START Supplied records

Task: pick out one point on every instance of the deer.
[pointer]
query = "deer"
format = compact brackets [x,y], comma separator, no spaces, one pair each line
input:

END Supplied records

Aim of the exercise: Write the entries above out again, verbatim.

Result of the exercise:
Task: pick out one point on every instance of the deer.
[pointer]
query = "deer"
format = compact brackets [x,y], comma separator, no spaces, one pair each line
input:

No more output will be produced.